- [EXERCISE GOAL]: Output every line of the listing as it stands.

- [SUPPLIED RECORDS]:
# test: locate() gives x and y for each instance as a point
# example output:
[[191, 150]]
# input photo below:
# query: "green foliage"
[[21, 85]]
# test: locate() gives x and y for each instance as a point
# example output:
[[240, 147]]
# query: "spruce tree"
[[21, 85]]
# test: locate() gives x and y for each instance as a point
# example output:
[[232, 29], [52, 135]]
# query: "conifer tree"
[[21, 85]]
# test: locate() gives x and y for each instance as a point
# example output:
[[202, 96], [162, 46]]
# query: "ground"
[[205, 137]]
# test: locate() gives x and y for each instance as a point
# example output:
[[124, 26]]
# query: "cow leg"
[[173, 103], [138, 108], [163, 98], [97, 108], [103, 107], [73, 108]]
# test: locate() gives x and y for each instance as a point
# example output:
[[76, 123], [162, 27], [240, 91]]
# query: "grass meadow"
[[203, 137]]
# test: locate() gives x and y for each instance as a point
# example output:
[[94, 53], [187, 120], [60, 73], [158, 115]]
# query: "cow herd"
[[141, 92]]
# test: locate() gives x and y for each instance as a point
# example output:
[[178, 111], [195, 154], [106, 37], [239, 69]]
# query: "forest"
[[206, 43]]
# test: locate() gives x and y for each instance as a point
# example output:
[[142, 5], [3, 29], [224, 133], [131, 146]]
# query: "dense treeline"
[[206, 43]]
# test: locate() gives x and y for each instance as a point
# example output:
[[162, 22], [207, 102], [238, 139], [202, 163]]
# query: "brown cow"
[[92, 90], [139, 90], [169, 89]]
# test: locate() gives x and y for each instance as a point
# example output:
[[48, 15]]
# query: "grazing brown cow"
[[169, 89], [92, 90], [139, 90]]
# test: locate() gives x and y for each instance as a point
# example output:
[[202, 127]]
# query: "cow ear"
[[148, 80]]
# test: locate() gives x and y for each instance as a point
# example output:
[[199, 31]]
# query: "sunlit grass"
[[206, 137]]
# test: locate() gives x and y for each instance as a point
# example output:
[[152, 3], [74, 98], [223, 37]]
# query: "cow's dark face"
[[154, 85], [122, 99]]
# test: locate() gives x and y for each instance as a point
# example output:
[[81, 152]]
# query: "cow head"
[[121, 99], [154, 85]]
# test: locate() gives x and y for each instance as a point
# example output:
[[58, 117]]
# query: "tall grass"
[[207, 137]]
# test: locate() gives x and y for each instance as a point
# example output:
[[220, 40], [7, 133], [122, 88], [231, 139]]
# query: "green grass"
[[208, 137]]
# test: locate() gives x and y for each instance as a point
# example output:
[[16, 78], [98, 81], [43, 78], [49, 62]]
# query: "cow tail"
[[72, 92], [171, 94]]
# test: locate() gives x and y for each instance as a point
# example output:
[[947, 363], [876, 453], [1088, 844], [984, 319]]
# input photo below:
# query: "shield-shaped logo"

- [TASK OUTPUT]:
# test: locate() gives x and y for each instance as a point
# example output:
[[191, 150]]
# input photo below:
# query: "green foliage"
[[21, 85]]
# test: locate() gives x and y for each instance as a point
# example output:
[[240, 147]]
# query: "spruce tree"
[[21, 85]]
# test: locate() gives x and y for each instance as a point
# example output:
[[232, 29], [52, 135]]
# query: "conifer tree"
[[21, 85]]
# test: locate() gives x and y for each instance as a point
# example output:
[[202, 96], [162, 46]]
# query: "ground"
[[205, 137]]
# test: locate() gives x and y for each instance as a point
# example output:
[[124, 26]]
# query: "cow leg"
[[173, 103], [138, 108], [163, 98], [97, 108], [103, 107], [73, 108]]
# test: locate() gives x and y for each instance as a point
# example output:
[[76, 123], [162, 27], [240, 91]]
# query: "grass meadow"
[[203, 137]]
# test: locate() gives x and y for each instance as a point
# example output:
[[94, 53], [187, 120], [60, 73], [158, 115]]
# query: "cow herd"
[[141, 92]]
# test: locate() gives x and y for each instance as a point
# example output:
[[178, 111], [195, 154], [106, 37], [239, 69]]
# query: "forest"
[[206, 43]]
# test: locate() gives x and y for each instance as a point
# example output:
[[142, 5], [3, 29], [224, 133], [131, 146]]
# query: "dense treeline"
[[206, 43]]
# test: locate() gives x and y for each instance as a point
# example output:
[[162, 22], [207, 102], [238, 139], [202, 163]]
# query: "brown cow"
[[92, 90], [139, 90], [169, 89]]
# test: locate() gives x and y for each instance as a point
# example output:
[[48, 15]]
# query: "grazing brown cow"
[[169, 89], [92, 90], [139, 90]]
# test: locate() gives x and y for each instance as a point
# example output:
[[202, 127]]
# query: "cow ear"
[[148, 80]]
# test: locate() gives x and y for each instance as a point
# example output:
[[199, 31]]
# query: "sunlit grass"
[[206, 137]]
# test: locate() gives x and y for each instance as a point
# example output:
[[152, 3], [74, 98], [223, 37]]
# query: "cow's dark face"
[[154, 85], [122, 99]]
# test: locate() gives x and y for each instance as a point
# example output:
[[81, 152]]
# query: "cow head"
[[121, 99], [154, 85]]
# test: locate() gives x and y for each instance as a point
# example output:
[[58, 117]]
# query: "tall grass"
[[207, 137]]
# test: locate() gives x and y for each instance as a point
# example output:
[[220, 40], [7, 133], [122, 88], [231, 139]]
# query: "green grass"
[[208, 137]]
# test: locate() gives x and y for each instance as a point
# example output:
[[16, 78], [98, 81], [43, 78], [49, 62]]
# query: "cow tail"
[[72, 92], [171, 94]]
# test: locate() gives x and y for each instance as a point
# example output:
[[947, 363], [876, 453], [1088, 844], [984, 319]]
# input photo below:
# query: "shield-shaped logo"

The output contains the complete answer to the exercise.